> [EXERCISE GOAL] Drop every picture, then transcribe the remaining data exactly.

--- START ---

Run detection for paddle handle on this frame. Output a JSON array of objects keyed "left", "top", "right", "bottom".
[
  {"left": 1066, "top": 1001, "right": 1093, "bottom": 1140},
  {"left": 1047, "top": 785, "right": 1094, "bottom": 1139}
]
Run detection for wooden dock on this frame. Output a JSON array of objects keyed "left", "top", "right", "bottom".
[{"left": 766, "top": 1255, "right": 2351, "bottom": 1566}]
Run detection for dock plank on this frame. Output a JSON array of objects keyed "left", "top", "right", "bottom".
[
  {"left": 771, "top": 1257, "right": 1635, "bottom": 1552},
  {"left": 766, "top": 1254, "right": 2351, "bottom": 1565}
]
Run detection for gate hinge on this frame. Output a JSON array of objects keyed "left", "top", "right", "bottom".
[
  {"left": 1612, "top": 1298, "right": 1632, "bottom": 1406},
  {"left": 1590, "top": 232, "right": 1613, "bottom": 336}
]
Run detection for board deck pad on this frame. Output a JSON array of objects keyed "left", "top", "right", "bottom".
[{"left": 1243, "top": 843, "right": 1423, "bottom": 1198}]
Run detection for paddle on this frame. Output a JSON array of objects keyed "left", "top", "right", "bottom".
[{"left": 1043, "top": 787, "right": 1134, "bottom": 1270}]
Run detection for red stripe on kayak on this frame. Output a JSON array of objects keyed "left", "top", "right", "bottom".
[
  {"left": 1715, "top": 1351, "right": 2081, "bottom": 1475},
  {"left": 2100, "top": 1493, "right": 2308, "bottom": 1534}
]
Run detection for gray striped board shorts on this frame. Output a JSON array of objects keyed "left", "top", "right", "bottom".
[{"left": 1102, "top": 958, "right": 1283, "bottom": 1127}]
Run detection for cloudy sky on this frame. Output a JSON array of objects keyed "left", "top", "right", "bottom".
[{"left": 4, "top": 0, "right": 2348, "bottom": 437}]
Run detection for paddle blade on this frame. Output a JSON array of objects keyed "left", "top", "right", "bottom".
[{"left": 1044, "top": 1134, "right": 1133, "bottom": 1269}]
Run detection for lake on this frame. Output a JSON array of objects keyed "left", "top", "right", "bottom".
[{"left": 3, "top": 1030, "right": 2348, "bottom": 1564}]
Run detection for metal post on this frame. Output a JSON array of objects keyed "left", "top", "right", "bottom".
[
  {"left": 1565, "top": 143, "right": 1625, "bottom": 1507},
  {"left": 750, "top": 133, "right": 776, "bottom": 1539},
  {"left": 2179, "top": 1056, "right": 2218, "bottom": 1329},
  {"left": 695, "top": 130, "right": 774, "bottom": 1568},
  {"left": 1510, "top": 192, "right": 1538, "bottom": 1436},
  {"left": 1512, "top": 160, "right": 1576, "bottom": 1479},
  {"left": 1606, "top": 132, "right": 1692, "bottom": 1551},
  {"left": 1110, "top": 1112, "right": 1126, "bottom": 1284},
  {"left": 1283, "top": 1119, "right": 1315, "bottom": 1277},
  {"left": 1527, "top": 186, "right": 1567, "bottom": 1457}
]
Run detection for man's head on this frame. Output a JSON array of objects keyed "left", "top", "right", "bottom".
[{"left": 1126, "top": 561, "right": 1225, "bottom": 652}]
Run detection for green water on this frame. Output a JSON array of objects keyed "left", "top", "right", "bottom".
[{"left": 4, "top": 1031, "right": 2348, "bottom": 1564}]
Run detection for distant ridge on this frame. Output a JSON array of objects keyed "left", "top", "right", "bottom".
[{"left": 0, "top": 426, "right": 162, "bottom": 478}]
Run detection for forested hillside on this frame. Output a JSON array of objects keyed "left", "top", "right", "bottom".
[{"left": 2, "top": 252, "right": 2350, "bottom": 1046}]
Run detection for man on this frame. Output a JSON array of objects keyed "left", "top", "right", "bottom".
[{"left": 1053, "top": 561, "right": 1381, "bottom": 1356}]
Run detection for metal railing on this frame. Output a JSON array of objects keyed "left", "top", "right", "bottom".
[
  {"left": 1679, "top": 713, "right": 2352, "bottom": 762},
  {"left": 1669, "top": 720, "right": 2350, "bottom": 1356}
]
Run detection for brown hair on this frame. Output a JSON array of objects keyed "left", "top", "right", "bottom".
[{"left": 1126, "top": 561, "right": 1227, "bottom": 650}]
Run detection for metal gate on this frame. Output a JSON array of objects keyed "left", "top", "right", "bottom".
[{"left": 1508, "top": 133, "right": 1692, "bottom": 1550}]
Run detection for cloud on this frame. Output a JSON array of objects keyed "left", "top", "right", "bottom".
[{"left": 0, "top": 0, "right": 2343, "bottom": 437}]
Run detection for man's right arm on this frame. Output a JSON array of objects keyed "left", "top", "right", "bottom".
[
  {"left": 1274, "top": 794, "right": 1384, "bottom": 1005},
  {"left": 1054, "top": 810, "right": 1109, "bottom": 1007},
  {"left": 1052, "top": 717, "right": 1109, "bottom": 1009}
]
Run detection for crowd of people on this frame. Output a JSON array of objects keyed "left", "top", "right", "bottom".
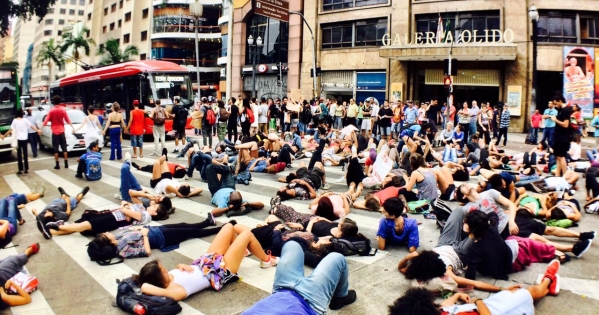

--- END ---

> [ANSWER FOR THIS EXERCISE]
Run detection for paddle handle on this frame. Output a JSON array of objects keyed "left", "top", "right", "bottom".
[
  {"left": 1066, "top": 1001, "right": 1093, "bottom": 1140},
  {"left": 1047, "top": 785, "right": 1094, "bottom": 1139}
]
Run detection for wooden dock on this frame. Output a JSON array of objects keyed "left", "top", "right", "bottom".
[{"left": 766, "top": 1255, "right": 2351, "bottom": 1566}]
Run detection for dock plank on this frame. Output a JSON array of objects keyed "left", "top", "right", "bottom".
[
  {"left": 771, "top": 1257, "right": 1635, "bottom": 1552},
  {"left": 766, "top": 1254, "right": 2351, "bottom": 1565}
]
Run detection for gate hinge on this frame. Output a JSON array of objects keyed "left", "top", "right", "bottom".
[
  {"left": 1612, "top": 1298, "right": 1632, "bottom": 1406},
  {"left": 1590, "top": 232, "right": 1613, "bottom": 336}
]
Run detection for board deck pad on this frame. Output a JSON array of objects keyed "left", "top", "right", "bottom".
[{"left": 1243, "top": 843, "right": 1423, "bottom": 1198}]
Run detection for paddle on this frame. Output a JSON array of objects keyed "left", "top", "right", "bottom".
[{"left": 1043, "top": 787, "right": 1134, "bottom": 1270}]
Run detection for red stripe on kayak on this frame. Output a JSON array of objects keyed "left", "top", "right", "bottom".
[
  {"left": 1715, "top": 1351, "right": 2081, "bottom": 1475},
  {"left": 2100, "top": 1493, "right": 2308, "bottom": 1534}
]
Run detection for gray striped board shorts on this frame. Output a JSON array of objects keyed "left", "top", "right", "bottom".
[{"left": 1102, "top": 958, "right": 1283, "bottom": 1127}]
Run detection for cloudy sky on this frame. Output a JSON array of objects keyed "left", "top", "right", "bottom".
[{"left": 4, "top": 0, "right": 2348, "bottom": 437}]
Run detection for paddle blade on this frame. Output a JSON array of objects keyed "left", "top", "right", "bottom".
[{"left": 1044, "top": 1134, "right": 1133, "bottom": 1269}]
Run detection for lake on this frame. Output a JSON array of objects keyed "left", "top", "right", "bottom".
[{"left": 3, "top": 1030, "right": 2348, "bottom": 1564}]
Run detection for metal post on this frame. Output a JSON array of objects keyed "left", "top", "right", "bottom".
[
  {"left": 1565, "top": 143, "right": 1625, "bottom": 1507},
  {"left": 750, "top": 133, "right": 776, "bottom": 1539},
  {"left": 2179, "top": 1056, "right": 2218, "bottom": 1329},
  {"left": 695, "top": 130, "right": 774, "bottom": 1568},
  {"left": 1510, "top": 192, "right": 1538, "bottom": 1436},
  {"left": 1512, "top": 160, "right": 1576, "bottom": 1479},
  {"left": 1606, "top": 132, "right": 1692, "bottom": 1551},
  {"left": 1110, "top": 1112, "right": 1126, "bottom": 1284},
  {"left": 1283, "top": 1119, "right": 1315, "bottom": 1277},
  {"left": 1527, "top": 186, "right": 1567, "bottom": 1457}
]
Run detection for man's head on this frame. Output a JSON array of objects keyed "left", "top", "right", "bottom".
[{"left": 1126, "top": 561, "right": 1225, "bottom": 652}]
Run detection for green water on this frame. Output a JSON array of objects keyed "left", "top", "right", "bottom".
[{"left": 4, "top": 1031, "right": 2348, "bottom": 1564}]
Run detection for distant ridge on this frame. Output a JSON array of objects keyed "left", "top", "right", "bottom".
[{"left": 0, "top": 426, "right": 162, "bottom": 478}]
Run detection for forested hillside on this frame. Output a JSON array of objects keyed "left", "top", "right", "bottom".
[{"left": 2, "top": 252, "right": 2350, "bottom": 1046}]
Run detection for man on this frame. Output a JSON array of objects keyed "left", "top", "right", "bottom".
[{"left": 1053, "top": 561, "right": 1381, "bottom": 1356}]
Run detection for metal railing on this frame. Output a JSON array of objects keyed "left", "top", "right", "bottom".
[
  {"left": 1679, "top": 713, "right": 2352, "bottom": 762},
  {"left": 1669, "top": 720, "right": 2350, "bottom": 1356}
]
Run detection for brown hair on this frame. Output a JSON array of objects keyed "left", "top", "right", "bottom".
[{"left": 1126, "top": 561, "right": 1227, "bottom": 650}]
Run detection for metal gate on this frame. Output a JSON array of objects keyed "left", "top", "right", "bottom".
[{"left": 1508, "top": 133, "right": 1692, "bottom": 1550}]
Run detection for cloud on this frame. Output a JSON array of objects keyed "left", "top", "right", "bottom".
[{"left": 0, "top": 0, "right": 2343, "bottom": 437}]
Run detection for man's right arm on this frame. Output a JSON array of objects keyed "left", "top", "right", "bottom".
[
  {"left": 1274, "top": 794, "right": 1384, "bottom": 1005},
  {"left": 1054, "top": 810, "right": 1109, "bottom": 1007},
  {"left": 1052, "top": 717, "right": 1109, "bottom": 1009}
]
Run detection for crowd of people on this frame. Output a JSON array of objects keyed "left", "top", "right", "bottom".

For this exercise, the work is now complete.